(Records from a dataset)
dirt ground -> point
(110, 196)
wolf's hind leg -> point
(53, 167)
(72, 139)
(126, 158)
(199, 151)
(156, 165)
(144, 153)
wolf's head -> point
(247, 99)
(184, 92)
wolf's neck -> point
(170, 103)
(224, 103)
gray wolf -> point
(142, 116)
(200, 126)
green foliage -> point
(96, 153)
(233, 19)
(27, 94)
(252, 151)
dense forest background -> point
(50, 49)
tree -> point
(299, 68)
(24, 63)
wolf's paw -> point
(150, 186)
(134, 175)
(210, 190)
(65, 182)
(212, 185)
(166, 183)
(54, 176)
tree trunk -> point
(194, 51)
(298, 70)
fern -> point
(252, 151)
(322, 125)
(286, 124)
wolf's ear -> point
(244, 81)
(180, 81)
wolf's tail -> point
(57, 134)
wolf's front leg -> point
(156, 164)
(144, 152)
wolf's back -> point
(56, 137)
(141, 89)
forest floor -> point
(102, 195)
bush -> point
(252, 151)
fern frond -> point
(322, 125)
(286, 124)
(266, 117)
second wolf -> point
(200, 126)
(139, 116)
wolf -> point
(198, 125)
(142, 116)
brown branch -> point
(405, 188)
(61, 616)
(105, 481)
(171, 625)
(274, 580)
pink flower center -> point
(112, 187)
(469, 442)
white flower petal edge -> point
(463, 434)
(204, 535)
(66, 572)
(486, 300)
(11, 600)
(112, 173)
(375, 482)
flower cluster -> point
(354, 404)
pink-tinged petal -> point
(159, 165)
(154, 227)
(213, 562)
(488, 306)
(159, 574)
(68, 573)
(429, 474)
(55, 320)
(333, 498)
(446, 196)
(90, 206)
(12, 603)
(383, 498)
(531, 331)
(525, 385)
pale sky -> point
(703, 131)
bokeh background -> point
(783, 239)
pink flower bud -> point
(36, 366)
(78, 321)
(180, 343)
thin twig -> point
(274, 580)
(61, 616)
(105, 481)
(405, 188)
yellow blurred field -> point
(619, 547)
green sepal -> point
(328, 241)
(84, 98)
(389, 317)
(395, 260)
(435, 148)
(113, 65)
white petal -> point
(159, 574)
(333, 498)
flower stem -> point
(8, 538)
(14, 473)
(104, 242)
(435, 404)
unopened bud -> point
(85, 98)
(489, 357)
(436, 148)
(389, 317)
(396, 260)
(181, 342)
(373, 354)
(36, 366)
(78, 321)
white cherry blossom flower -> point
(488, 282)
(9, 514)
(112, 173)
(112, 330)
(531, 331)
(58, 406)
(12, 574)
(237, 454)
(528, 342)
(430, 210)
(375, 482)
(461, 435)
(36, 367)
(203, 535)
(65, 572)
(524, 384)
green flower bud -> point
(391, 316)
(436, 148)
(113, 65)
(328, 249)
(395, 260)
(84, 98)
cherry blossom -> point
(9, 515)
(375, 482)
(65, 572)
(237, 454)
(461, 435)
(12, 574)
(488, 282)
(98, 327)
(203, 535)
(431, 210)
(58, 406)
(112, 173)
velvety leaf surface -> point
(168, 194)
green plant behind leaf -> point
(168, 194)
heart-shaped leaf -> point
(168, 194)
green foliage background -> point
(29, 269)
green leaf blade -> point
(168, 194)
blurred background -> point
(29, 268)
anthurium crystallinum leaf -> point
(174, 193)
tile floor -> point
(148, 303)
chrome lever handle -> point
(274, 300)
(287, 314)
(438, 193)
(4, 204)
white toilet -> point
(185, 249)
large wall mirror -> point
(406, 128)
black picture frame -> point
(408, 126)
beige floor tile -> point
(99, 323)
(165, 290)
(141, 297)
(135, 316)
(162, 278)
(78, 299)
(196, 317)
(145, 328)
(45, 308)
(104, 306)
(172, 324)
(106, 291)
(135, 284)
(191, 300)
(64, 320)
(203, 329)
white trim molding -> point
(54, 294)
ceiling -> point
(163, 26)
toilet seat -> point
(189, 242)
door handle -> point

**Your task:** Put every line of the listing above into a numbered list, omitting any blank lines.

**Answer to the exercise:**
1. dirt ground -> point
2. (110, 196)
3. wolf's hind leg -> point
4. (53, 167)
5. (72, 139)
6. (126, 158)
7. (199, 151)
8. (156, 165)
9. (144, 153)
10. wolf's head -> point
11. (247, 99)
12. (184, 92)
13. wolf's neck -> point
14. (170, 103)
15. (224, 103)
16. gray wolf -> point
17. (142, 116)
18. (200, 126)
19. green foliage -> point
20. (96, 153)
21. (233, 19)
22. (27, 94)
23. (252, 151)
24. dense forest background -> point
25. (50, 49)
26. tree -> point
27. (299, 68)
28. (24, 63)
29. wolf's paw -> point
30. (150, 186)
31. (134, 175)
32. (210, 190)
33. (65, 182)
34. (212, 185)
35. (166, 183)
36. (54, 176)
37. tree trunk -> point
38. (194, 51)
39. (298, 70)
40. fern -> point
41. (252, 151)
42. (322, 125)
43. (286, 124)
44. wolf's ear -> point
45. (244, 81)
46. (180, 81)
47. wolf's tail -> point
48. (57, 134)
49. wolf's front leg -> point
50. (156, 164)
51. (144, 152)
52. wolf's back -> point
53. (56, 137)
54. (141, 89)
55. forest floor -> point
56. (102, 195)
57. bush -> point
58. (252, 151)
59. fern frond -> point
60. (322, 125)
61. (286, 124)
62. (266, 117)
63. second wolf -> point
64. (200, 126)
65. (139, 116)
66. wolf -> point
67. (198, 125)
68. (142, 116)
69. brown branch -> point
70. (405, 188)
71. (61, 616)
72. (105, 481)
73. (171, 625)
74. (274, 580)
75. pink flower center -> point
76. (112, 187)
77. (469, 442)
78. white flower petal edge -> point
79. (463, 434)
80. (204, 535)
81. (66, 572)
82. (486, 300)
83. (11, 600)
84. (112, 173)
85. (375, 482)
86. flower cluster -> point
87. (354, 404)
88. pink-tinged petal -> point
89. (159, 165)
90. (154, 227)
91. (213, 562)
92. (488, 306)
93. (159, 574)
94. (68, 573)
95. (429, 474)
96. (55, 320)
97. (333, 498)
98. (446, 196)
99. (90, 206)
100. (12, 603)
101. (383, 498)
102. (531, 331)
103. (525, 385)
104. pale sky -> point
105. (703, 131)
106. bokeh background -> point
107. (783, 239)
108. pink flower bud -> point
109. (36, 366)
110. (78, 321)
111. (180, 343)
112. thin twig -> point
113. (274, 580)
114. (61, 616)
115. (105, 481)
116. (405, 188)
117. yellow blurred field -> point
118. (619, 547)
119. green sepal -> point
120. (328, 241)
121. (84, 98)
122. (389, 317)
123. (395, 260)
124. (435, 148)
125. (113, 65)
126. white petal -> point
127. (159, 574)
128. (333, 498)
129. flower stem -> point
130. (8, 538)
131. (14, 473)
132. (104, 242)
133. (435, 404)
134. unopened bud -> point
135. (85, 98)
136. (489, 357)
137. (436, 148)
138. (389, 317)
139. (396, 260)
140. (181, 342)
141. (373, 354)
142. (36, 366)
143. (78, 321)
144. white cherry blossom flower -> point
145. (488, 282)
146. (9, 514)
147. (112, 173)
148. (112, 330)
149. (531, 331)
150. (58, 406)
151. (12, 574)
152. (237, 454)
153. (528, 342)
154. (430, 210)
155. (375, 482)
156. (461, 435)
157. (36, 367)
158. (203, 535)
159. (65, 572)
160. (524, 384)
161. green flower bud -> point
162. (391, 316)
163. (436, 148)
164. (113, 65)
165. (328, 249)
166. (395, 260)
167. (84, 98)
168. cherry blossom -> point
169. (9, 515)
170. (375, 482)
171. (65, 572)
172. (237, 454)
173. (461, 435)
174. (12, 574)
175. (488, 282)
176. (98, 327)
177. (203, 535)
178. (431, 210)
179. (58, 406)
180. (112, 173)
181. velvety leaf surface -> point
182. (168, 194)
183. green plant behind leaf -> point
184. (168, 194)
185. heart-shaped leaf -> point
186. (168, 194)
187. green foliage background -> point
188. (29, 269)
189. green leaf blade -> point
190. (168, 194)
191. blurred background -> point
192. (29, 268)
193. anthurium crystallinum leaf -> point
194. (174, 193)
195. tile floor -> point
196. (148, 303)
197. chrome lever handle -> point
198. (274, 300)
199. (287, 314)
200. (438, 193)
201. (4, 204)
202. white toilet -> point
203. (185, 249)
204. large wall mirror -> point
205. (406, 128)
206. black picture frame -> point
207. (408, 126)
208. beige floor tile -> point
209. (99, 323)
210. (165, 290)
211. (141, 297)
212. (135, 316)
213. (162, 278)
214. (78, 299)
215. (196, 317)
216. (145, 328)
217. (45, 308)
218. (104, 306)
219. (172, 324)
220. (106, 291)
221. (135, 284)
222. (191, 300)
223. (64, 320)
224. (203, 329)
225. white trim molding -> point
226. (54, 294)
227. ceiling -> point
228. (163, 26)
229. toilet seat -> point
230. (189, 242)
231. door handle -> point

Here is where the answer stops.